**Teks yang Ditampilkan**.
MALANG POSCO MEDIA – Percaya adanya takdir. Bahwa diantara korban tragedi Kanjuruhan 1 Oktober lalu, ada yang selamat dari maut. Bahkan ada yang mendadak tidak jadi nonton laga Arema FC vs Persebaya itu. Termasuk ada yang akhirnya gagal duduk di tribun ekonomi. Berikut lanjutan catatan wartawan Malang Posco Media, Buari yang awalnya berniat liputan dari tribun ekonomi.
Entah sebuah kebetulan atau bukan, pada hari derbi Jatim itu, Malang Posco Media menurunkan enam personel untuk mengawal Singo Edan, seperti catatan edisi Senin (10/10). Tentu itu sangat bermanfaat untuk liputan yang butuh energi besar dalam tragedi Kanjuruhan. Liputannya bisa menyeluruh, baik berita maupun fotonya lengkap, termasuk kondisi di rumah sakit.

**Tugas Dikerjakan**.
Apa bunyi teks tentang tragedi Kanjuruhan di atas antara "MALANG POSCO MEDIA –" dan "di rumah sakit.", termasuk kedua ujungnya? Salin bagian itu huruf demi huruf.

**Data Mentah**.
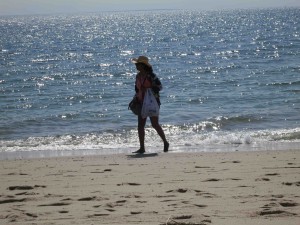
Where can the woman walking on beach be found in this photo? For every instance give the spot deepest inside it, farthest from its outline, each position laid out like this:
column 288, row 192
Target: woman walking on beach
column 147, row 79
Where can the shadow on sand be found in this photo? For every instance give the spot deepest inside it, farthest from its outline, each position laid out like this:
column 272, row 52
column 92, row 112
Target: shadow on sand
column 145, row 155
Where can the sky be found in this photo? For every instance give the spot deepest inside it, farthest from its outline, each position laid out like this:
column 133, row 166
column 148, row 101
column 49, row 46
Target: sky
column 24, row 7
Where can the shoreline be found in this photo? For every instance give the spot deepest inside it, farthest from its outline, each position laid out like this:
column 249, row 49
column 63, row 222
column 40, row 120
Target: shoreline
column 260, row 187
column 217, row 148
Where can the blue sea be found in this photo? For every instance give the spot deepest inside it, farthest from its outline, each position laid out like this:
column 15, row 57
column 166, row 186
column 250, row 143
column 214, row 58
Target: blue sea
column 231, row 81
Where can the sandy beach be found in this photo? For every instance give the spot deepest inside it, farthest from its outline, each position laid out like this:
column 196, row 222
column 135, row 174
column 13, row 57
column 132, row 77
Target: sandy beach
column 166, row 188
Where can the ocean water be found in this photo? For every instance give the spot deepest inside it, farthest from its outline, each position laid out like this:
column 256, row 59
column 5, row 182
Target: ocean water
column 231, row 81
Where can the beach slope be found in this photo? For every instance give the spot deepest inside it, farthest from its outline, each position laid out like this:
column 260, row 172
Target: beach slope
column 166, row 188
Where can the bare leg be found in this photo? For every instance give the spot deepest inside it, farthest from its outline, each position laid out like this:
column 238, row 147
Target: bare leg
column 159, row 130
column 141, row 131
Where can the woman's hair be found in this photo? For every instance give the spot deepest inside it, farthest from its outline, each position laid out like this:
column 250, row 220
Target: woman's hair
column 147, row 68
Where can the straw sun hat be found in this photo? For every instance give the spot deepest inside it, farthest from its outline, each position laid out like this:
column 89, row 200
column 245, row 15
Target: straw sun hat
column 142, row 59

**Jawaban Tertulis**.
MALANG POSCO MEDIA – Percaya adanya takdir. Bahwa diantara korban tragedi Kanjuruhan 1 Oktober lalu, ada yang selamat dari maut. Bahkan ada yang mendadak tidak jadi nonton laga Arema FC vs Persebaya itu. Termasuk ada yang akhirnya gagal duduk di tribun ekonomi. Berikut lanjutan catatan wartawan Malang Posco Media, Buari yang awalnya berniat liputan dari tribun ekonomi.
Entah sebuah kebetulan atau bukan, pada hari derbi Jatim itu, Malang Posco Media menurunkan enam personel untuk mengawal Singo Edan, seperti catatan edisi Senin (10/10). Tentu itu sangat bermanfaat untuk liputan yang butuh energi besar dalam tragedi Kanjuruhan. Liputannya bisa menyeluruh, baik berita maupun fotonya lengkap, termasuk kondisi di rumah sakit.